TEXT PROVIDED:
*** Block opens ***

Save the settings specified. When the model is recalled again, the settings will be reflected. (Excluding some parts).
This output will convert the PyTorch model to ONNX. It is only valid if the loaded model is a RVC PyTorch model.
The item that can be configured by the AI model used will vary. Please check the features and other information on the model manufacturer's website.
You can review the action settings and transformation processes.
You can switch the noise cancellation feature on and off, however it is only available in Client Device Mode.
- Echo: Echo Cancellation Function
- Sup1, Sup2: This is a noise suppression feature.
Choose an algorithm for extracting the pitch. You can choose from the following options. AMD is available for only onnx.

*** Block closes ***

CHECK YOUR UNDERSTANDING:
a) In the text on model settings, rewrite the part that opens with the words containing "Save the settings" and closes with "and transformation processes.", replacing "settings" with "preferences".
b) Condense the paragraph of the text on model settings that begins "The item that can be configured" into a single shorter sentence that keeps its main facts.
c) Answer these questions using the text on model settings:
(i) What format does the output convert the PyTorch model to?
(ii) In which mode is the noise cancellation feature available?
(iii) Which pitch extraction option is available only for onnx?

AVAILABLE DATA:
*** Block opens ***

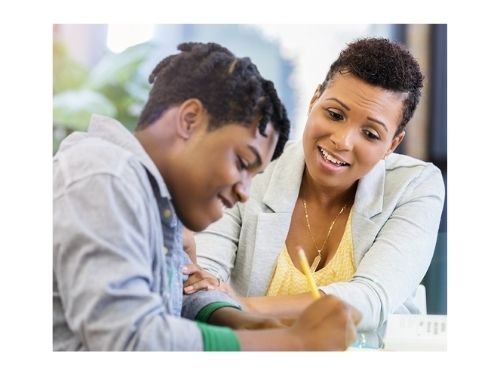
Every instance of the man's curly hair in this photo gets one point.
(231, 89)
(385, 64)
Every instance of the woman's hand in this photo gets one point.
(188, 244)
(199, 279)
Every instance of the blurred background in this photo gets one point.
(104, 68)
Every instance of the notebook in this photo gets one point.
(415, 333)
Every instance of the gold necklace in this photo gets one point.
(317, 259)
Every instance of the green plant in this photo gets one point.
(114, 87)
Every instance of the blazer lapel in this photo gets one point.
(367, 204)
(272, 226)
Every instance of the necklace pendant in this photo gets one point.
(315, 263)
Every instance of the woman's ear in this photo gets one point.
(396, 141)
(191, 117)
(315, 97)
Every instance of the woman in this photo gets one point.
(367, 218)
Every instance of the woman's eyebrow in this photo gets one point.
(338, 101)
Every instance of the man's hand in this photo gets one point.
(237, 319)
(328, 324)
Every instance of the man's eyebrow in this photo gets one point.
(338, 101)
(378, 122)
(258, 159)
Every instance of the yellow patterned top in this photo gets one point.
(289, 280)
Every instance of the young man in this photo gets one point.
(121, 200)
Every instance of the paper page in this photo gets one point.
(415, 333)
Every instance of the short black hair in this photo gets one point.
(385, 64)
(230, 88)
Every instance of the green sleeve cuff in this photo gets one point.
(218, 339)
(204, 314)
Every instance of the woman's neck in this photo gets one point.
(325, 196)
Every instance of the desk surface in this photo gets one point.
(406, 333)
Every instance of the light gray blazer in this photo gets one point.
(395, 220)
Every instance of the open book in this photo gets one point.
(415, 333)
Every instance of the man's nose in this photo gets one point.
(243, 187)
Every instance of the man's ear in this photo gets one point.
(395, 142)
(314, 98)
(191, 117)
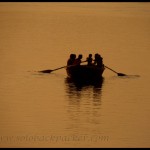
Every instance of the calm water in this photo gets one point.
(48, 110)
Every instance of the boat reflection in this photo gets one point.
(83, 105)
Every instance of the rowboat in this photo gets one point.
(85, 72)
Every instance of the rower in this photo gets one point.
(78, 60)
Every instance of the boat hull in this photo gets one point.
(85, 72)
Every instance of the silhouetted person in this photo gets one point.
(89, 60)
(78, 60)
(96, 57)
(71, 59)
(98, 60)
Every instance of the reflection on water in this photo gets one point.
(77, 88)
(83, 105)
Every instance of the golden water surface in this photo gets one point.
(48, 110)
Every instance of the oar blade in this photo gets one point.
(121, 74)
(46, 71)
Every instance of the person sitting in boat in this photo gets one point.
(98, 60)
(89, 60)
(96, 57)
(71, 59)
(78, 60)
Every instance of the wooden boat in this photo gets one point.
(85, 72)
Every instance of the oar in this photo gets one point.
(49, 71)
(119, 74)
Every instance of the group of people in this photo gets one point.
(98, 60)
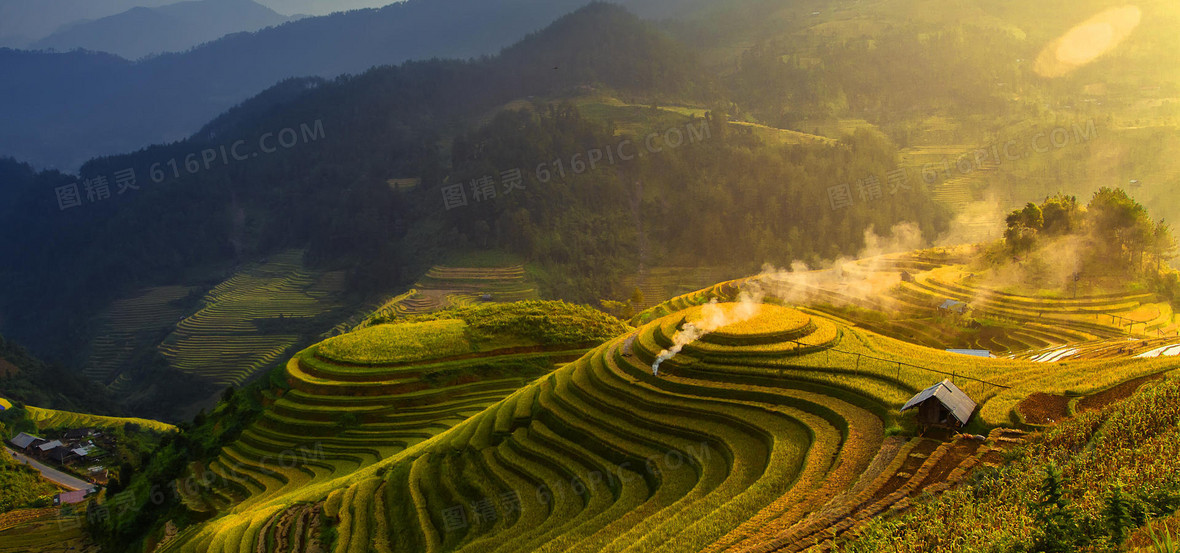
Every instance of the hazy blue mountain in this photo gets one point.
(63, 112)
(143, 31)
(24, 21)
(60, 111)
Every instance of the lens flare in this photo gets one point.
(1088, 40)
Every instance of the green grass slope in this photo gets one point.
(764, 435)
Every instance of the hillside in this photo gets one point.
(168, 98)
(765, 433)
(577, 228)
(174, 27)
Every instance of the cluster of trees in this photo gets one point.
(1118, 231)
(149, 485)
(1063, 528)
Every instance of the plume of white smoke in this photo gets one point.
(866, 276)
(713, 316)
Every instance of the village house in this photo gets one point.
(943, 405)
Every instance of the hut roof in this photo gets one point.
(950, 396)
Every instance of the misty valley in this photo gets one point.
(582, 276)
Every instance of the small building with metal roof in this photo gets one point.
(23, 441)
(943, 405)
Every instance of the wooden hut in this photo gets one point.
(943, 405)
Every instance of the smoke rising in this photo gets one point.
(847, 280)
(713, 316)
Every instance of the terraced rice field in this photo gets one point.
(765, 435)
(45, 531)
(661, 283)
(223, 341)
(873, 294)
(445, 287)
(128, 323)
(60, 419)
(356, 400)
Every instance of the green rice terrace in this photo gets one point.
(444, 287)
(359, 399)
(778, 429)
(251, 320)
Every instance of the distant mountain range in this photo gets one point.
(63, 109)
(144, 31)
(23, 21)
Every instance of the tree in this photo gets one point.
(1164, 244)
(1061, 215)
(1057, 530)
(1118, 513)
(1119, 224)
(1023, 226)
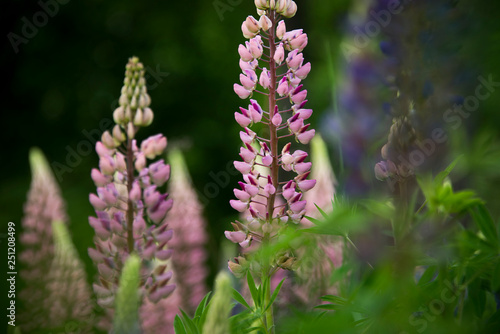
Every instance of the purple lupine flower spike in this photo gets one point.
(188, 260)
(45, 206)
(272, 65)
(130, 206)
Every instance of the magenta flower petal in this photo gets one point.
(306, 184)
(238, 205)
(235, 237)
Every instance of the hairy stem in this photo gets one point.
(272, 104)
(274, 166)
(130, 204)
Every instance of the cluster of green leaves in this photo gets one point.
(430, 265)
(184, 324)
(252, 318)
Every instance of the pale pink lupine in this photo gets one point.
(45, 308)
(327, 253)
(158, 318)
(190, 237)
(69, 300)
(275, 175)
(272, 65)
(130, 206)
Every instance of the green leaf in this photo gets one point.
(427, 276)
(189, 323)
(239, 298)
(442, 175)
(201, 307)
(275, 294)
(334, 299)
(485, 224)
(330, 307)
(495, 280)
(126, 319)
(477, 297)
(254, 291)
(179, 326)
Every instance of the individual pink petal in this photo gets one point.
(298, 206)
(99, 179)
(241, 91)
(246, 32)
(265, 78)
(97, 203)
(235, 237)
(302, 167)
(299, 97)
(276, 120)
(242, 120)
(303, 71)
(281, 29)
(267, 160)
(246, 155)
(247, 83)
(296, 125)
(305, 137)
(242, 167)
(252, 24)
(304, 113)
(294, 59)
(283, 87)
(164, 254)
(244, 53)
(279, 54)
(241, 195)
(238, 205)
(306, 185)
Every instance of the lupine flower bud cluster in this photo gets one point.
(402, 138)
(69, 294)
(43, 206)
(190, 237)
(130, 207)
(272, 65)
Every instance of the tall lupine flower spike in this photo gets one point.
(189, 255)
(69, 294)
(43, 206)
(271, 59)
(131, 210)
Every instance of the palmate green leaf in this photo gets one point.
(334, 299)
(428, 276)
(477, 297)
(239, 298)
(439, 179)
(189, 324)
(495, 280)
(254, 290)
(275, 294)
(126, 319)
(202, 306)
(179, 327)
(485, 224)
(202, 310)
(382, 209)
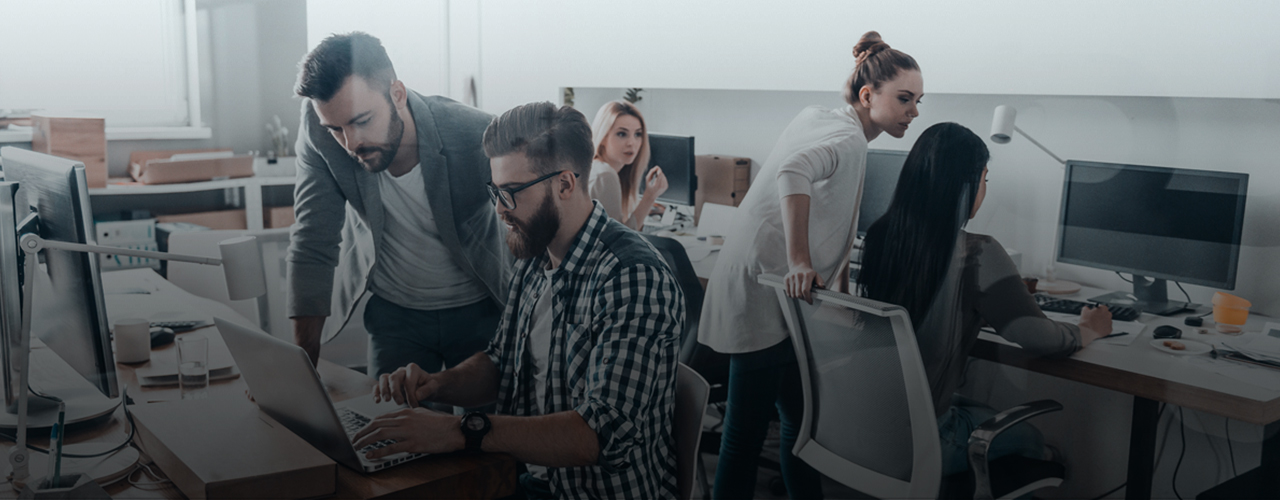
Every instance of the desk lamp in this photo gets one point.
(242, 265)
(1001, 132)
(1002, 129)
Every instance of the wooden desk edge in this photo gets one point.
(1134, 384)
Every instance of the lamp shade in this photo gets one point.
(242, 265)
(1002, 124)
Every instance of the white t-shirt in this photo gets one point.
(821, 154)
(539, 345)
(414, 267)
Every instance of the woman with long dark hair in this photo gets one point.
(799, 219)
(952, 281)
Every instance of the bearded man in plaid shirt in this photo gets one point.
(583, 367)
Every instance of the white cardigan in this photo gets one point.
(821, 154)
(606, 187)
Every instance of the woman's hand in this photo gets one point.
(656, 182)
(1095, 324)
(800, 283)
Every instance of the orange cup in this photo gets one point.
(1230, 310)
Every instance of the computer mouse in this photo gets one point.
(160, 336)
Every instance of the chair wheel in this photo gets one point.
(777, 486)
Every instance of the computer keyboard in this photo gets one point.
(1073, 307)
(352, 422)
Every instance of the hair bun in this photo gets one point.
(868, 45)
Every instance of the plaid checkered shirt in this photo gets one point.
(617, 316)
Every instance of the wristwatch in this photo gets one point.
(475, 426)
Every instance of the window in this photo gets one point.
(132, 63)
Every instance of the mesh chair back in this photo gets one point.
(868, 418)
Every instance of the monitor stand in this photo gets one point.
(1150, 294)
(51, 375)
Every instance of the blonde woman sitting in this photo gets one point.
(621, 157)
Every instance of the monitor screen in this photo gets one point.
(675, 155)
(883, 166)
(1174, 224)
(68, 313)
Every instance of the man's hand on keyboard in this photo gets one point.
(406, 385)
(415, 430)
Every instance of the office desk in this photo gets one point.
(442, 476)
(1155, 377)
(1151, 377)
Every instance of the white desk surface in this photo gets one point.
(1248, 393)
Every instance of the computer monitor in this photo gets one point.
(1155, 223)
(68, 311)
(675, 155)
(883, 168)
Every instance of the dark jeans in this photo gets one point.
(758, 382)
(433, 339)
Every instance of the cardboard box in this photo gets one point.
(114, 262)
(81, 138)
(124, 232)
(188, 165)
(275, 218)
(228, 449)
(721, 179)
(219, 219)
(135, 234)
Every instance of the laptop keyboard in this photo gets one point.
(352, 422)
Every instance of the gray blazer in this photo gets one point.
(341, 215)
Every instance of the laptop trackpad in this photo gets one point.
(365, 406)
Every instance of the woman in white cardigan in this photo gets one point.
(799, 219)
(621, 157)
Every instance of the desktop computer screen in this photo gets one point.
(1159, 223)
(68, 313)
(883, 168)
(675, 155)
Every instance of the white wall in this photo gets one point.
(992, 46)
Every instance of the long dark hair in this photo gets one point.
(906, 252)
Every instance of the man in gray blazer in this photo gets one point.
(392, 193)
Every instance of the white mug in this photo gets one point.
(132, 340)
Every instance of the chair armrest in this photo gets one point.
(979, 441)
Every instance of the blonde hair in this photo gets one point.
(631, 174)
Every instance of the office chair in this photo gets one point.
(708, 363)
(691, 391)
(869, 420)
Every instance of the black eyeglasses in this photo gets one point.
(507, 196)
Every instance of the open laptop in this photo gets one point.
(287, 388)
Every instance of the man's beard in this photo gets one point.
(385, 152)
(530, 239)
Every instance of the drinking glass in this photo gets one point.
(193, 366)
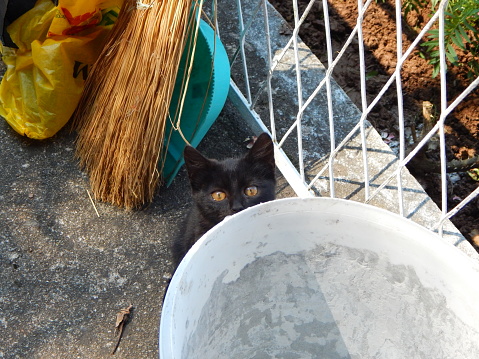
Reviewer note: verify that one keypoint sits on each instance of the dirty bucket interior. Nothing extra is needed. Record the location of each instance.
(321, 278)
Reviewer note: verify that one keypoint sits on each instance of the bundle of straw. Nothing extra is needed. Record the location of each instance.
(122, 114)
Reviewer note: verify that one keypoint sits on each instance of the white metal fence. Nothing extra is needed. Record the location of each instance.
(249, 30)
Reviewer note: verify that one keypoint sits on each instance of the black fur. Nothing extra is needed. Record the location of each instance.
(231, 176)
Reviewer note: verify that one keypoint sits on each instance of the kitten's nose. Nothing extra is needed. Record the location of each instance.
(237, 207)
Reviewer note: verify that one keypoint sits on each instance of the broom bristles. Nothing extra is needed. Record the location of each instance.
(122, 114)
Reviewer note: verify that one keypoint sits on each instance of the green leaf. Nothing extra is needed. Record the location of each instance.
(457, 39)
(451, 54)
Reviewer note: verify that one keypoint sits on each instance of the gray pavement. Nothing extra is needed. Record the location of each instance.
(65, 271)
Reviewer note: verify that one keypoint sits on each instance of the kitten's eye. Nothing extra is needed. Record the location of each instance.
(251, 191)
(218, 196)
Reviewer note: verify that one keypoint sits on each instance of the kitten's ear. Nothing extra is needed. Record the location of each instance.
(262, 150)
(195, 161)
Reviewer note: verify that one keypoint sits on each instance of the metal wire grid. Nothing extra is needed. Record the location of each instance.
(296, 174)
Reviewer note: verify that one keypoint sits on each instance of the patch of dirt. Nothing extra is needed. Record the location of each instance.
(419, 87)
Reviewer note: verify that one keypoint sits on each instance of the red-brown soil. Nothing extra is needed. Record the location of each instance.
(379, 32)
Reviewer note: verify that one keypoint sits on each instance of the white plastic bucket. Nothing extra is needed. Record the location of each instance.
(321, 278)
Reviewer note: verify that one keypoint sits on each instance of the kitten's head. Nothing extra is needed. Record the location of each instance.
(222, 188)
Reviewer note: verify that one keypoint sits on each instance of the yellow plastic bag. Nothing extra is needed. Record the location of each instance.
(45, 75)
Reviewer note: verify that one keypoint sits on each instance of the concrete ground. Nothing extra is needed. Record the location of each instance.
(66, 271)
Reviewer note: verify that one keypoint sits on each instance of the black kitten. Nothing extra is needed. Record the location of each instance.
(222, 188)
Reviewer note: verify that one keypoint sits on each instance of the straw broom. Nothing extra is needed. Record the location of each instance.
(121, 116)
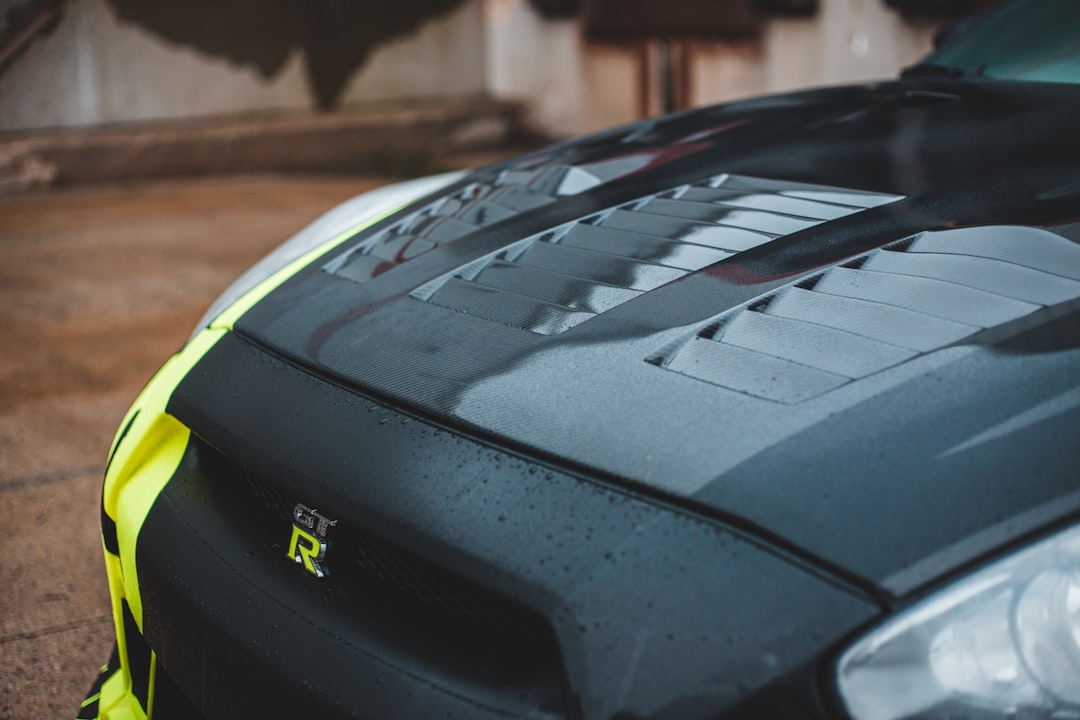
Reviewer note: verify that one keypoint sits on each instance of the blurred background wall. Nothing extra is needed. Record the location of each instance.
(575, 64)
(115, 90)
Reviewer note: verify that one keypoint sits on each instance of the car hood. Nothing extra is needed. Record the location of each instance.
(892, 436)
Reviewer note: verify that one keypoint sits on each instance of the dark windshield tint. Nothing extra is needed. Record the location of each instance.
(1027, 40)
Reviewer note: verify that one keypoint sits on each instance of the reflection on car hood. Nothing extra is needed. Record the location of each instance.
(829, 317)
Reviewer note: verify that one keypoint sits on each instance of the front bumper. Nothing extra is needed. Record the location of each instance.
(617, 603)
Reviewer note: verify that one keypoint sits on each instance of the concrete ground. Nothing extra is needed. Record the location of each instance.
(97, 287)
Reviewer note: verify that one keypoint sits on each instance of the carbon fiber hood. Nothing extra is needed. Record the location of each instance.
(828, 317)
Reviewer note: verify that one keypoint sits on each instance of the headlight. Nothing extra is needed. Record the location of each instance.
(350, 214)
(1003, 642)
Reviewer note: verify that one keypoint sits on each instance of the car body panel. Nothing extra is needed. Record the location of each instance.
(914, 139)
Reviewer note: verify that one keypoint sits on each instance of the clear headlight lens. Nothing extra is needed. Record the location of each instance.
(1003, 642)
(350, 214)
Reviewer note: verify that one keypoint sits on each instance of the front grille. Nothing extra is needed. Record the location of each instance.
(377, 561)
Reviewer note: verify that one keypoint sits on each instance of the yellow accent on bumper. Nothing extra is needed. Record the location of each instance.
(143, 461)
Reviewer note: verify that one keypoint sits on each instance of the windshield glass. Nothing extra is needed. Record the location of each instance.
(1027, 40)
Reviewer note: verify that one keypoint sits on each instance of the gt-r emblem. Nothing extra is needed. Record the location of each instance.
(308, 545)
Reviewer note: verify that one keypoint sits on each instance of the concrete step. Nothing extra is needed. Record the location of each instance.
(405, 138)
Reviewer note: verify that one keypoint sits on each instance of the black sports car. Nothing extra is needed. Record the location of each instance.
(761, 410)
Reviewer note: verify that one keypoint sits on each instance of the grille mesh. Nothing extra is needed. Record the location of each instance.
(366, 558)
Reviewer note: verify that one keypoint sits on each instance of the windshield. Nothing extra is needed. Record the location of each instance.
(1036, 40)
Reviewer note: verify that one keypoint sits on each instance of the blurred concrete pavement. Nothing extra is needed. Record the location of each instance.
(98, 285)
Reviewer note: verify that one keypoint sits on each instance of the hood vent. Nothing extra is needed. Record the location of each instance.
(453, 216)
(550, 282)
(881, 309)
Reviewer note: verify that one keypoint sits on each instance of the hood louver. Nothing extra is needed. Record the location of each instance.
(553, 281)
(881, 309)
(449, 217)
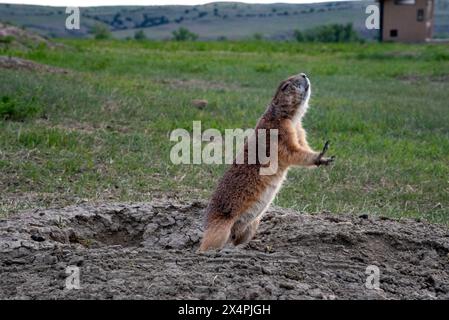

*** Block closes ***

ANSWERS BY ITEM:
a)
Save the preferences specified. When the model is recalled again, the preferences will be reflected. (Excluding some parts).
This output will convert the PyTorch model to ONNX. It is only valid if the loaded model is a RVC PyTorch model.
The item that can be configured by the AI model used will vary. Please check the features and other information on the model manufacturer's website.
You can review the action preferences and transformation processes.

b) Configurable items vary with the AI model used, so check the model manufacturer's website for its features and other information.

c)
(i) ONNX
(ii) Client Device Mode
(iii) AMD